TASK BRIEF
Show every line of the records below that contains the word "each".
☆ ☆ ☆ ☆ ☆ ☆ ☆
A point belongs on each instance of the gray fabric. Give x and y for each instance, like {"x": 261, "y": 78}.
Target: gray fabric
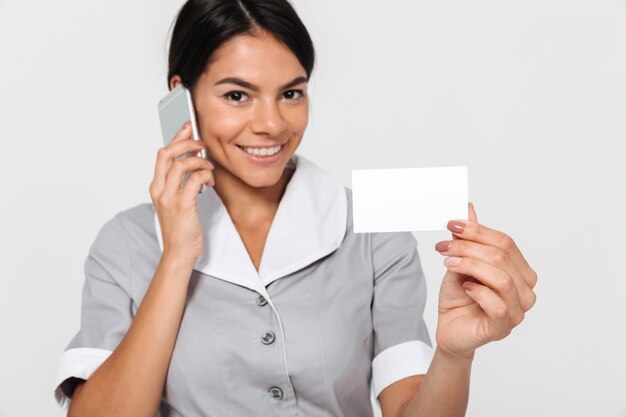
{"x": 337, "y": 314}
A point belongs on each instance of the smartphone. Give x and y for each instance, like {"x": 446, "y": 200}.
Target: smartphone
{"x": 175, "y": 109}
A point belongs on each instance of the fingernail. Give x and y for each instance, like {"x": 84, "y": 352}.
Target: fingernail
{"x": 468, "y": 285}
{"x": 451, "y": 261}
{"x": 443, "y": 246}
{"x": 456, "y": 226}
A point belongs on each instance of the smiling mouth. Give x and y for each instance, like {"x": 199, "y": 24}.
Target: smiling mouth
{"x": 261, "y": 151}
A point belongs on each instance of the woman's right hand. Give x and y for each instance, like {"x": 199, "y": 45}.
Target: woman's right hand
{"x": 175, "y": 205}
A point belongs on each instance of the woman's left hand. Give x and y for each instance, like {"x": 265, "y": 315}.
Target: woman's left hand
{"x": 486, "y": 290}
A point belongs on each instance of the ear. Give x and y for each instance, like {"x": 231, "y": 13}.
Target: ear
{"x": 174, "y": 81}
☆ ☆ ☆ ☆ ☆ ☆ ☆
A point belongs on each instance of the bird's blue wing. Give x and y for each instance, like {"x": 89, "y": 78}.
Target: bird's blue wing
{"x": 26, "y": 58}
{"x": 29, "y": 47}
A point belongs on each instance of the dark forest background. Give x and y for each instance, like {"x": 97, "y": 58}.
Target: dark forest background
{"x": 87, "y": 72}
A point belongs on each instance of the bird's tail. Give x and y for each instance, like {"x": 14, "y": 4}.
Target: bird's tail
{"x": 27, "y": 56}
☆ ☆ ☆ ☆ ☆ ☆ ☆
ANSWER
A point belongs on each instance of the gray fabric. Give x and y for each instance, like {"x": 261, "y": 78}.
A point belongs on each instance of the smartphone. Give x and y for each instance, like {"x": 446, "y": 200}.
A point belongs on each instance of the fingernail. Give x and y for each instance, like {"x": 84, "y": 352}.
A point belongs on each instance of the smiling mouth. Give x and y for each instance, like {"x": 199, "y": 24}.
A point belongs on each instance of the woman's right hand. Give x and y for each instance, like {"x": 199, "y": 45}.
A point belongs on each instance of the woman's left hand. Give x and y for each instance, like {"x": 265, "y": 315}.
A point belongs on each instance of the ear. Give x and y for each instance, like {"x": 231, "y": 13}.
A point belongs on each instance of the bird's blue wing. Give x and y for each instance, like {"x": 89, "y": 78}.
A point belongs on each instance of the dark forest background. Give x and y for each instance, like {"x": 97, "y": 58}.
A point belongs on each instance of the bird's tail. Give x and y for each instance, like {"x": 14, "y": 4}.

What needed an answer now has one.